■ **Exercise requirements**:
(a) Please write out, word for word, the passage of the year-in-review post that begins at the words "In May, Nick" and stops after "you in 2017!".
(b) What name was given to the YouTube channel started in May, according to the year-in-review post?

Yes, 2016 has been quite stressful in many ways (I’ve been in Britain for long enough to master the art of the understatement), but this post isn’t about any of the awful stuff this year. All I’ll say about 2016 in that regard is that I hope it has made many millions more politically aware and active; I hope it has encouraged people to donate to charity and volunteer; I hope it has made the people previously sitting on the fence realise that inaction and turning the blind eye are the real enablers of terrible things in this world.
It has been an ‘interesting’ year for me. Interesting, because in-between the stress, it has also been one of the best years of my entire life, and certainly one of the most memorable.
My column in Perfumer & Flavorist magazine kicked off and has been running every month since this May – and due to it, I’ve had the incredible opportunity to meet really interesting and colourful people with so many stories to tell that this alone would have made 2016 one of the most fulfilling yet. It’s been a privilege to be able to peek behind the scenes at companies like Givaudan and Firmenich; to meet Luca Turin and spend time talking to indie perfumers, evaluators and chemists; educators and marketers.
It was also the year of our biggest perfume tour yet and our group of perfume friends spent a wonderful day out visiting London perfumeries and enjoying an afternoon tea with a champagne twist.
In May, Nick Gilbert, a long-term fragrance friend and I got together to start a playful YouTube channel, Love to Smell. The first few episodes were a little wobbly on the production values (it took us a few tries to learn how to look at the camera and put on captions…), and our channel has been gaining a steady following of a few hundred people over the last six months. It absolutely makes my day when someone tells us they’ve watched and laughed along with us, so thank you to all of our viewers – and hope to see you in 2017!
My favourite moments from the shoots are too many to count, but I don’t think I’ve ever laughed as much as when we were filming the Halloween episode – and being able to invite other perfume pals in as guests for our Christmas special was a special treat that we’re sure to repeat. Of course we were also asked to appear on a bonkers new game show on ITV, so we got to be on real telly as well. We may or may not have given the world one its derpiest TV moments as a result.
Nick and I had been talking about starting a business together anyway – we thought maybe in a year or two, but as life often has a way of doing, events unfolded in such a way that we had to grab the opportunities as they presented themselves and adapt. So while we’d already been working on a few projects together as freelancers, we also found that we were being approached by some of the same clients, and eventually it just made sense to start Olfiction. We’ve had a busy diary ever since and as a result of the kinds of clients and projects we’ve been working on, I am now spending the majority of my working time as a perfumer – something that I didn’t expect to happen so soon with our own business. Nick being an evaluator on top of his skills as a trainer and marketer makes our partnership extra special for me; I am very grateful to know him and to have an ‘extension to my nose’. I trust his opinion on fragrance like nobody else’s.
We have primarily been developing home fragrances this year, many of which will launch in the first few months of 2017 – and there are more projects in the pipeline for other clients, including some fine fragrance development and more, so it looks like we’ll be very busy on the creative front in the coming year, too. I am over the moon about that. 2016 was my 11-year anniversary of moving from fragrance sales and marketing to pursuing perfumery and all I’ll say to anyone starting on a similar path – be it with learning to play an instrument, writing novels or anything that takes a lot of practice and time – it’s worth it. Believe in yourself. Never give up.

■ **Data extract**:

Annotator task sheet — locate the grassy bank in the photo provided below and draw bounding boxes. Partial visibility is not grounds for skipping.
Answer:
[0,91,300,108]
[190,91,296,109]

■ **Solutions below**:
(a)
In May, Nick Gilbert, a long-term fragrance friend and I got together to start a playful YouTube channel, Love to Smell. The first few episodes were a little wobbly on the production values (it took us a few tries to learn how to look at the camera and put on captions…), and our channel has been gaining a steady following of a few hundred people over the last six months. It absolutely makes my day when someone tells us they’ve watched and laughed along with us, so thank you to all of our viewers – and hope to see you in 2017!

(b) Love to Smell